Given exercise 1: In the ArgoCD testing post, what is KinD?

Source excerpt:

[Start]

How to test your ArgoCD apps with Kind and k8s e2e-framework (and why you probably don’t want to do that anyway)

--

Photo by JJ Ying on Unsplash

Testing in Kubernetes can be a very nuanced topic, but I’ll try to be broad without losing precision:

First, let me introduce this post

Initially, I just wanted to do a very simple post explaining how to use k8s e2e-framework to test your ArgoCD app but while making this post I realized that this might not be a desirable testing scenario for many.

This made me pivot the purpose of this post into a conversation about the tradeoffs of speed vs more integration with the added hope of introducing more people to the powerful k8s e2e-framework.

Let’s go over some glossary first

KinD: is a tool for running Kubernetes clusters in Docker.

k8s e2e-framework: is a testing framework by Kubernetes that allows you to run tests against a Kubernetes cluster that’s running on your machine on top of KinD.

What will we learn here?

How to load an ArgoCD app into a KinD cluster using k8s e2e-framework, then test that the configuration for this app can become healthy… And why that may be too much testing.

The setup

Psst! You can check the whole code for this test here:

For this lab, I wrote a test that loads up an ArgoCD Application, applies that application into a kind cluster and then waits for the ArgoCD app to sync.

e2e-framework tests offer this standardized way to configure tests in which you divide your tests into features. Each feature has a setup, multiple assessments that you can perform and a teardown. This allows for compartmentalization of the tests into smaller digestible units.

For this test, we will be using a single feature.

In the setup section of the code, we do the following things:

  1. We initialize the e2e-framework provided Helm management tool. This allows us to perform calls to helm from the shell.
  2. We initialize a helper management tool that I created to manage Argo applications.
  3. We install the ArgoCD in the already-running KinD cluster.
  4. We apply the ArgoCD app that will install an Nginx server chart to the cluster.
Setup(func(ctx context.Context, t *testing.T, config *envconf.Config) context.Context {
err := argo.AddResourcesToScheme(config)
require.NoError(t, err)

helmMgr := helm.New(config.KubeconfigFile())
argoClient := argo.NewResourceManager(config)

err = helmMgr.RunRepo(helm.WithArgs(
"add",
"argo",
"https://argoproj.github.io/argo-helm",
))

[End]

Records for this exercise:
[Start]

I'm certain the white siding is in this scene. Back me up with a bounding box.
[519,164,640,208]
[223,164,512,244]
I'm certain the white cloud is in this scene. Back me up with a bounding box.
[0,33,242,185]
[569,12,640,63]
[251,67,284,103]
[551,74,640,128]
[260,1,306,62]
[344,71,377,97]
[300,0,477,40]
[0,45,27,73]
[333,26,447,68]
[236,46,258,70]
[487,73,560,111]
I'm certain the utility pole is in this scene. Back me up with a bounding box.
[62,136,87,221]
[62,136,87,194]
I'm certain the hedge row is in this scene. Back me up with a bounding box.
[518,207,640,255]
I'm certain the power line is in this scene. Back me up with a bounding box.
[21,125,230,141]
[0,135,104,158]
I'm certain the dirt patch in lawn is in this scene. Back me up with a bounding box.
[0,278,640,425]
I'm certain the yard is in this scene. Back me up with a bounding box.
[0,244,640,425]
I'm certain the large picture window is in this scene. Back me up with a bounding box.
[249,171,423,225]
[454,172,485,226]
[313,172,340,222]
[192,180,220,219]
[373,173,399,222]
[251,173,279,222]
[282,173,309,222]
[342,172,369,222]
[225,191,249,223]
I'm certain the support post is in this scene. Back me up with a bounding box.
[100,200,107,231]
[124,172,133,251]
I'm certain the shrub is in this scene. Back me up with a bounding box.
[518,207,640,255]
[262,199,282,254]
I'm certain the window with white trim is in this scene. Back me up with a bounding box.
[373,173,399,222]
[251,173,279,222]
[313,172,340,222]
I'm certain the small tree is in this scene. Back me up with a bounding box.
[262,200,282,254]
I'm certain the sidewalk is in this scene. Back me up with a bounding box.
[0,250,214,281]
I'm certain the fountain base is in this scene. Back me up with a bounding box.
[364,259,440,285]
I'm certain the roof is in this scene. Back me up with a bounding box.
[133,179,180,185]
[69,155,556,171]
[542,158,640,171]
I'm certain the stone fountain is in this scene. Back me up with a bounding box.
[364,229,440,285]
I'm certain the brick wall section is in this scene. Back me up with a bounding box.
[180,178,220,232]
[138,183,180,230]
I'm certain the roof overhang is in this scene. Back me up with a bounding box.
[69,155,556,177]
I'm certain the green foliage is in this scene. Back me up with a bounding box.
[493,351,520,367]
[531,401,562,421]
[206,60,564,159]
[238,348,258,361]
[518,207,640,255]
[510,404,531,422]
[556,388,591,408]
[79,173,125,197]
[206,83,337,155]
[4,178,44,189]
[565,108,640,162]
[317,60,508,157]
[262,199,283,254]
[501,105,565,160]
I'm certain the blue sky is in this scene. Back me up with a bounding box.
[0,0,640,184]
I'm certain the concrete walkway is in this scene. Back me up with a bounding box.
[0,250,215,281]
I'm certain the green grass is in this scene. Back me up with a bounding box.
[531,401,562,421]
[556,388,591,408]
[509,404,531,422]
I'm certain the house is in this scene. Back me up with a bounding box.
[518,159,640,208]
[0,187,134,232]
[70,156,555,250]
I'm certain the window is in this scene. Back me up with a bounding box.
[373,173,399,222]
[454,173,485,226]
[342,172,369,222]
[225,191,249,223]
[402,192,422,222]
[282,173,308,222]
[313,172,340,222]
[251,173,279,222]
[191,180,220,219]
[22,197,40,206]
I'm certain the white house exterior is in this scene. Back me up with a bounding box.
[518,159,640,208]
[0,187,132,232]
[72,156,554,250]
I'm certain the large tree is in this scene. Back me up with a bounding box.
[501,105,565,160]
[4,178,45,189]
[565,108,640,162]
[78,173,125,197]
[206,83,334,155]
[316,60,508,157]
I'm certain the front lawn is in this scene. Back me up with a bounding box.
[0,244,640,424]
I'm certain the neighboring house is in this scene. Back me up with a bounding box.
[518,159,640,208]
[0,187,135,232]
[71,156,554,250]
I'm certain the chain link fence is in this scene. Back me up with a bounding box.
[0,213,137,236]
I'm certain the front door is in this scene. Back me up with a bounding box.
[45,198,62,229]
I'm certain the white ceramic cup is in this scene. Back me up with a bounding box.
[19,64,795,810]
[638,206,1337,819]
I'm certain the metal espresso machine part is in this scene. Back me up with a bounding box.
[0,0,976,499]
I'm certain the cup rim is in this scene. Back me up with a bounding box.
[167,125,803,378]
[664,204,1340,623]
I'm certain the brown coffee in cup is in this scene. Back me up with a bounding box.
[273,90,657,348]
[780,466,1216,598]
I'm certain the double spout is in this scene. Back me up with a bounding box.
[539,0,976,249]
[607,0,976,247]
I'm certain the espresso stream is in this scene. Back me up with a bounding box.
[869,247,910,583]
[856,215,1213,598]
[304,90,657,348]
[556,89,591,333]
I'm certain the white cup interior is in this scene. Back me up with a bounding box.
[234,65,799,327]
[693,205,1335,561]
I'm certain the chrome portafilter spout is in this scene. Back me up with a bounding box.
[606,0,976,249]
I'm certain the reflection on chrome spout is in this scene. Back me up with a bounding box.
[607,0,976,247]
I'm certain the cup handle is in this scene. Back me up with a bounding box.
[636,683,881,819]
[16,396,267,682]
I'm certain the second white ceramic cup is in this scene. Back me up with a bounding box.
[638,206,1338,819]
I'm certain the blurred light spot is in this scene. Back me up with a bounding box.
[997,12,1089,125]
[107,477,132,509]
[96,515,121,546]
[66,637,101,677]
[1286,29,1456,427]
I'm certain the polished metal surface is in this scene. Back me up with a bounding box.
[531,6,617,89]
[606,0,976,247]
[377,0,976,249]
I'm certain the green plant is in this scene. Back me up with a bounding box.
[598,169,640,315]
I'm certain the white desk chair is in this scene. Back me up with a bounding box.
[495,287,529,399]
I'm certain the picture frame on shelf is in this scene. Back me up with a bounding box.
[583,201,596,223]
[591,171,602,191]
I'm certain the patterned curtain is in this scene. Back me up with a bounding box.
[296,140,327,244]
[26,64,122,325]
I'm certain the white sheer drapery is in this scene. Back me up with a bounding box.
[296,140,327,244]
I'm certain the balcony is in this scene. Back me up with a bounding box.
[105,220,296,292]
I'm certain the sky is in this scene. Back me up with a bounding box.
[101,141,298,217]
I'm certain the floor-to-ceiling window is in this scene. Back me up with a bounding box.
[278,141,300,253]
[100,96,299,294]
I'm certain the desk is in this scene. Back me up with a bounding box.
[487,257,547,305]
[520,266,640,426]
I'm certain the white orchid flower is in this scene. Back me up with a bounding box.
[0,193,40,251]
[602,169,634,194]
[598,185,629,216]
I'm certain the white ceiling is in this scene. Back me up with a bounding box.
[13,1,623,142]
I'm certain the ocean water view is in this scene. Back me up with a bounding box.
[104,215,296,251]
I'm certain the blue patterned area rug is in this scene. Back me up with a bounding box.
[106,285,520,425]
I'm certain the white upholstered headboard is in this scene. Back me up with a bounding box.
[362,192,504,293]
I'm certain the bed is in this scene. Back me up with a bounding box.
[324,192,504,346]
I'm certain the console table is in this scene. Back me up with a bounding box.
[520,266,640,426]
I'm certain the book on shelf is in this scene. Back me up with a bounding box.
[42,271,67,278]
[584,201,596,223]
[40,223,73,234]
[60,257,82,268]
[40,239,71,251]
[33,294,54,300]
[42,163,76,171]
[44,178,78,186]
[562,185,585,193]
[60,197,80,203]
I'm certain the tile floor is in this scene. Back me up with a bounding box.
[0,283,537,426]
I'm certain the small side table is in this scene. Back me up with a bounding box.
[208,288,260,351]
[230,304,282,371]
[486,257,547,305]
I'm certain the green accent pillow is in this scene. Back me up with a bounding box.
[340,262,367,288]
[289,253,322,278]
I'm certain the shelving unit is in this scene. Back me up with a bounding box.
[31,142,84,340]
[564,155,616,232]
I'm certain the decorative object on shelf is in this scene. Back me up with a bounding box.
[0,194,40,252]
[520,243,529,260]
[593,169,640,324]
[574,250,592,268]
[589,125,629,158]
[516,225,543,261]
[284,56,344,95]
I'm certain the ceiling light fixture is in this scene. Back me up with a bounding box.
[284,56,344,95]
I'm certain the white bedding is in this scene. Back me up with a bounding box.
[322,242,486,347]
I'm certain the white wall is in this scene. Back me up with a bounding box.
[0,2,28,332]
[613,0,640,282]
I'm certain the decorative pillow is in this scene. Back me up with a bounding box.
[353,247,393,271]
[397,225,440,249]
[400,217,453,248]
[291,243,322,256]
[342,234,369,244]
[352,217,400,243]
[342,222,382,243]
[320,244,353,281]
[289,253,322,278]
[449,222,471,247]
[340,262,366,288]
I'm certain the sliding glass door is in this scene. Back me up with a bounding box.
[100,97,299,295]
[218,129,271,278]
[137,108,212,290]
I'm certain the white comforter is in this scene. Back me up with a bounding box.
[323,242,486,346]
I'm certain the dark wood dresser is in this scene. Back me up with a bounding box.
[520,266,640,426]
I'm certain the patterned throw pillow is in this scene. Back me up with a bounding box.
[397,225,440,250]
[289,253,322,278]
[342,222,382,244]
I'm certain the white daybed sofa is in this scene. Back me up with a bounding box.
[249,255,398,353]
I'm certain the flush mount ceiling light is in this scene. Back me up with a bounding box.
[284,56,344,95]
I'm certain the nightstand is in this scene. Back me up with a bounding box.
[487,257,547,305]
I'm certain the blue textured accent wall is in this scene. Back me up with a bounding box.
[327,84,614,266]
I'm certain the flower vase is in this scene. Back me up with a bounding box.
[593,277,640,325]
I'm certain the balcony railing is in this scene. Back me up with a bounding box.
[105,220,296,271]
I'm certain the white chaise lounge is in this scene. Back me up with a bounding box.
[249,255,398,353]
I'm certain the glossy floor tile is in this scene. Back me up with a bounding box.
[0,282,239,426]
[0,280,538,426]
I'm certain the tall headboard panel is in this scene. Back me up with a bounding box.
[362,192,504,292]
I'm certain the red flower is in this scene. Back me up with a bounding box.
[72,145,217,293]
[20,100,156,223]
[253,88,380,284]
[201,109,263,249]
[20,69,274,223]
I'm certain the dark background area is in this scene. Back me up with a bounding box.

[End]

Given exercise 2: In the records, rewrite the stretch from the line containing "I'm certain the tile" through the line containing "[486,257,547,305]", changing "small side table" to "small end table" and leaving everything else as it is.

Finished answer 1: A tool for running Kubernetes clusters in Docker.

Finished answer 2:
I'm certain the tile floor is in this scene. Back me up with a bounding box.
[0,283,537,426]
I'm certain the small end table is in this scene. Back me up with a bounding box.
[208,288,260,351]
[230,304,282,371]
[486,257,547,305]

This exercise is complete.